Extrait du texte =
━━━━━━
Dans le n° 64-janvier 2016  -  Louis Ploton, psychiatre et chercheur en gérontologie  5298

J'aimerais que l'EHPAD donne des raisons de vivre aux résidents

Professeur émérite, de l'Université de Lyon II, et psychiatre, auteur d'une douzaine de livres, Louis Ploton continue d'écrire et d'accompagner des étudiants pour préparer leur thèse. Comment aborde-t-il le vieillissement, le déclin cognitif, l'entrée en EHPAD ?

Sur quels problèmes avez-vous travaillé ?

J'ai beaucoup travaillé avec les malades d'Alzheimer, sur les modes de communication de ces personnes, leur vie affective, les questions de thérapie de groupe.

Vous avez publié un livre avec Boris Cyrulnik sur le concept de résilience des personnes âgées ?

Je participe depuis 15 ans à un groupe totalement pluridisciplinaire de 17 personnes, dont Boris Cyrulnik, Antoine Lejeune, etc, qui, tous les trois mois, travaillait sur le concept de la résilience des personnes, mais aussi des territoires...
━━━━━━
Énoncé 1 =
Répondez aux questions suivantes à partir de l'extrait :
(a) De quelle université Louis Ploton est-il professeur émérite ?
(b) Avec quels malades a-t-il beaucoup travaillé ?
(c) Combien de personnes compte le groupe pluridisciplinaire auquel il participe ?
Énoncé 2 = Recopiez l'extrait depuis « Professeur émérite, de » jusqu'à « thérapie de groupe. » inclus.
━━━━━━
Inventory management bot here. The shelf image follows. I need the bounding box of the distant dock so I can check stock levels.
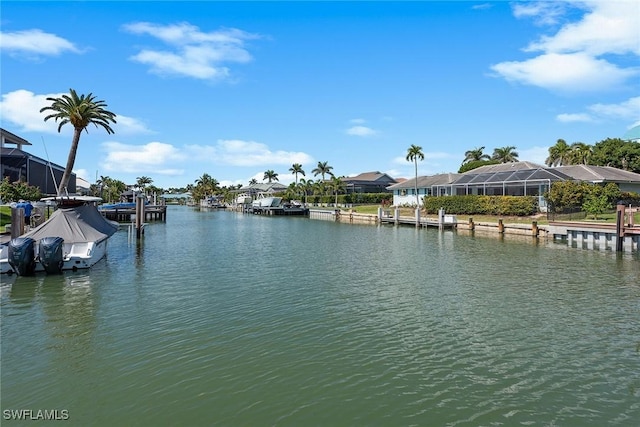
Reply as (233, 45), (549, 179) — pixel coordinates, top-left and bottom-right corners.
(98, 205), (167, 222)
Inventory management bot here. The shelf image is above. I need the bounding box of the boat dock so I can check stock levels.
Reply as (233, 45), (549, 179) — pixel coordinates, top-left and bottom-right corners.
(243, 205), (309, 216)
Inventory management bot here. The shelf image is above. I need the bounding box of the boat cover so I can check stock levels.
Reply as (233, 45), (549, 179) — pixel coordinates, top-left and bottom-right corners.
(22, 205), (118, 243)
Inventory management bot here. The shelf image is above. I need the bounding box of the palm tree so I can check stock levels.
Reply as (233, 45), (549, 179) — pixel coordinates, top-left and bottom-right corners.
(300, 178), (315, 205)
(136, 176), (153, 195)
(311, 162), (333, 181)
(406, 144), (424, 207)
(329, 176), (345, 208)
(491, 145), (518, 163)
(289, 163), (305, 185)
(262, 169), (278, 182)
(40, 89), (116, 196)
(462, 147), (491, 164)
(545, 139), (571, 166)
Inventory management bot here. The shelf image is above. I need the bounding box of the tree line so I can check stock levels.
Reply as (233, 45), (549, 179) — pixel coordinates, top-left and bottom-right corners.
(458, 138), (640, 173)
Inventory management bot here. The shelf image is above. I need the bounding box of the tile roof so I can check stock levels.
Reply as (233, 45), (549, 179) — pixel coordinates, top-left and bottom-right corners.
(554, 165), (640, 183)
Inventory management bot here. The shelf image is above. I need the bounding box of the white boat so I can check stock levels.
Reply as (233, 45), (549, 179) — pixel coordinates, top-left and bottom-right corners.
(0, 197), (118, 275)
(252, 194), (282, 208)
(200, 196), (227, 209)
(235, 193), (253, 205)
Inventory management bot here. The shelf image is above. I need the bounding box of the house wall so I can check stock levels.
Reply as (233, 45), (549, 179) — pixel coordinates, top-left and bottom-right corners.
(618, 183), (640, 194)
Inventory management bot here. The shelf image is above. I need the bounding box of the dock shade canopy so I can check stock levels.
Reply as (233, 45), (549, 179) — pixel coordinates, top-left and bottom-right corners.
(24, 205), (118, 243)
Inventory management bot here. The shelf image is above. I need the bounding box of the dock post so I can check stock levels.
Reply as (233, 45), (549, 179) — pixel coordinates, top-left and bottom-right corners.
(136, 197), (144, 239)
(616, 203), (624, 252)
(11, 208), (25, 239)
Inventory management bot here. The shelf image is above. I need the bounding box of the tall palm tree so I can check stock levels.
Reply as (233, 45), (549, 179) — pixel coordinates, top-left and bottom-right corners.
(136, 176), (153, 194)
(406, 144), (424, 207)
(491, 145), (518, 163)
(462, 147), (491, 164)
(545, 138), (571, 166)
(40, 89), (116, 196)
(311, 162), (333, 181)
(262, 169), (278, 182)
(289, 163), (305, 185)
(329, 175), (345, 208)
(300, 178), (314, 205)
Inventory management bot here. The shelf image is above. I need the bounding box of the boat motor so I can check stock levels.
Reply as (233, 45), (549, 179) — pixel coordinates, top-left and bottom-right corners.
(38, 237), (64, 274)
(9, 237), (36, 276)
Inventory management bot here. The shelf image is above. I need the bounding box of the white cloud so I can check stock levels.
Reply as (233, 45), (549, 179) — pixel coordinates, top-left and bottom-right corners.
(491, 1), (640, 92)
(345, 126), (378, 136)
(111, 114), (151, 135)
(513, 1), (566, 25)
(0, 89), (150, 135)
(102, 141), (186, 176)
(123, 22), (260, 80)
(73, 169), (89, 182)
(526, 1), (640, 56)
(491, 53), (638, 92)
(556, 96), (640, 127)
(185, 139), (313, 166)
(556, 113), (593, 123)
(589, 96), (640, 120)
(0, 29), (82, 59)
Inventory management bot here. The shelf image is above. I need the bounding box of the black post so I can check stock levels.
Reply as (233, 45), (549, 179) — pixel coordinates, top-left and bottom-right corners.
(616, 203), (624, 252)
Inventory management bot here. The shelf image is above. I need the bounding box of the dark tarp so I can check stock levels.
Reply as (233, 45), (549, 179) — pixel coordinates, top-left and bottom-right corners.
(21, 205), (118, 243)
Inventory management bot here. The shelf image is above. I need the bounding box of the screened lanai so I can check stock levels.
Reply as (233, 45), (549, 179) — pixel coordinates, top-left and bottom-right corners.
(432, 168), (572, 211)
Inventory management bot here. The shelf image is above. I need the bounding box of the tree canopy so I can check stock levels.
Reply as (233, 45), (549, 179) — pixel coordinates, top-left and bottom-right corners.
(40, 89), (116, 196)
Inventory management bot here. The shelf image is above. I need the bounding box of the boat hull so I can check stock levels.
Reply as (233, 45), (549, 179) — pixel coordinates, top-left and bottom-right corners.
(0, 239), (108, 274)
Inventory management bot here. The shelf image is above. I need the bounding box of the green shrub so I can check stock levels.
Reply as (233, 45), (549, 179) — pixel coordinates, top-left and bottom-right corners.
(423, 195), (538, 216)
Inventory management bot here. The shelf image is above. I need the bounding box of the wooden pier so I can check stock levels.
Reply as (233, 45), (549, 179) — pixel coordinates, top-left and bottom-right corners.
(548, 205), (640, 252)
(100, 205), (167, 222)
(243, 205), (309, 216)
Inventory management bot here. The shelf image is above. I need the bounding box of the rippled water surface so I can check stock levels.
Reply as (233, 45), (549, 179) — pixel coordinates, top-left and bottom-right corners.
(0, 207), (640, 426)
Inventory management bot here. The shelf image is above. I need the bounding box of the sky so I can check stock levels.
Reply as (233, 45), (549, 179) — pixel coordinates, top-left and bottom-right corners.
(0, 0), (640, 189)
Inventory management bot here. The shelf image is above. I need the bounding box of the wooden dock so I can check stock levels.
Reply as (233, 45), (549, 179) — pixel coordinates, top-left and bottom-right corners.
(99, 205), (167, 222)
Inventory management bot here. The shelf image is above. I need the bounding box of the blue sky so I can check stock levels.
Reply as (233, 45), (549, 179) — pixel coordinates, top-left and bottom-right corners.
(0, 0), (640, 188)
━━━━━━
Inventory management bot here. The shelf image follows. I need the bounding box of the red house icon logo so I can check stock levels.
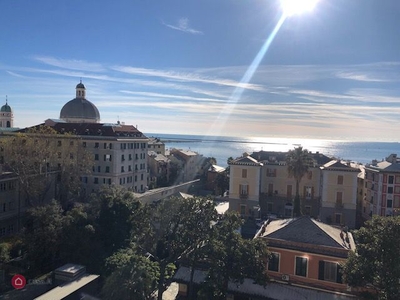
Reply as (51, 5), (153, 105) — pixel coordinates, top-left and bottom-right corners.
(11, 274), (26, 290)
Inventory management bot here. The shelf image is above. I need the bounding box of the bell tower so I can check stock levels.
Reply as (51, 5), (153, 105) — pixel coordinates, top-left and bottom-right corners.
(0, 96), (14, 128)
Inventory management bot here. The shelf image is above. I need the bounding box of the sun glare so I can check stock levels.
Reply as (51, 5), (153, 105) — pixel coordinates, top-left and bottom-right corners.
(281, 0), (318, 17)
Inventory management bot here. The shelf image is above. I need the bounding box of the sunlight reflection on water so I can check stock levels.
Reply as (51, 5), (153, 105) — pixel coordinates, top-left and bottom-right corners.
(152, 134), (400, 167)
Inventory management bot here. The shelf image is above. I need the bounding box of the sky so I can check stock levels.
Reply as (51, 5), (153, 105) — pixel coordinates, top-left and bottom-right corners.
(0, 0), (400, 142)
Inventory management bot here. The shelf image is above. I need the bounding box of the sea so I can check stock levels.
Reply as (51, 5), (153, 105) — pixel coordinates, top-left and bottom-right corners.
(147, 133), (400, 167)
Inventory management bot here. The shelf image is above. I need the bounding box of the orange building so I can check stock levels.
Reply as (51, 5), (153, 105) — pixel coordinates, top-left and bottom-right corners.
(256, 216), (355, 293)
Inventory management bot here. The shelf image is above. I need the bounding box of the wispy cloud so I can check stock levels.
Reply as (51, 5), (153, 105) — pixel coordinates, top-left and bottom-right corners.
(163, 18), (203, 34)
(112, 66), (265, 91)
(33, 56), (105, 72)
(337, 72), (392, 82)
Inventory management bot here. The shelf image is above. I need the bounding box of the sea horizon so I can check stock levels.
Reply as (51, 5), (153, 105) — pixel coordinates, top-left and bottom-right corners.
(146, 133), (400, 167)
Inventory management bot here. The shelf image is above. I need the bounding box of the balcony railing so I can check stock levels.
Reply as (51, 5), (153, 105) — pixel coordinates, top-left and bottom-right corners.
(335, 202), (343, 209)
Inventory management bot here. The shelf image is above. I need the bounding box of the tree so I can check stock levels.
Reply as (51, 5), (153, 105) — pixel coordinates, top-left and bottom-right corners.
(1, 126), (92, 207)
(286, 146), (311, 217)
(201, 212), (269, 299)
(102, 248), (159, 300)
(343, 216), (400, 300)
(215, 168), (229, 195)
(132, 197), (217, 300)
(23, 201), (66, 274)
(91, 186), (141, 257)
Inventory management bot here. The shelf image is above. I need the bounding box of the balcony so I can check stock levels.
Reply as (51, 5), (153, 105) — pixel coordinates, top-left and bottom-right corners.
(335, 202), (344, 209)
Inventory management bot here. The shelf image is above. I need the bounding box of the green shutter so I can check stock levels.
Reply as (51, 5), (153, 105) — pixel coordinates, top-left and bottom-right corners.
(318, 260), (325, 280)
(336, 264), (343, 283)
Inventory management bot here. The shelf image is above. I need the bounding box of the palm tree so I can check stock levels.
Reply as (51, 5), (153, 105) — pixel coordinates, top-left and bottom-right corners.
━━━━━━
Solution 1 =
(a) L'Université de Lyon II.
(b) Les malades d'Alzheimer.
(c) 17 personnes.

Solution 2 =
Professeur émérite, de l'Université de Lyon II, et psychiatre, auteur d'une douzaine de livres, Louis Ploton continue d'écrire et d'accompagner des étudiants pour préparer leur thèse. Comment aborde-t-il le vieillissement, le déclin cognitif, l'entrée en EHPAD ?

Sur quels problèmes avez-vous travaillé ?

J'ai beaucoup travaillé avec les malades d'Alzheimer, sur les modes de communication de ces personnes, leur vie affective, les questions de thérapie de groupe.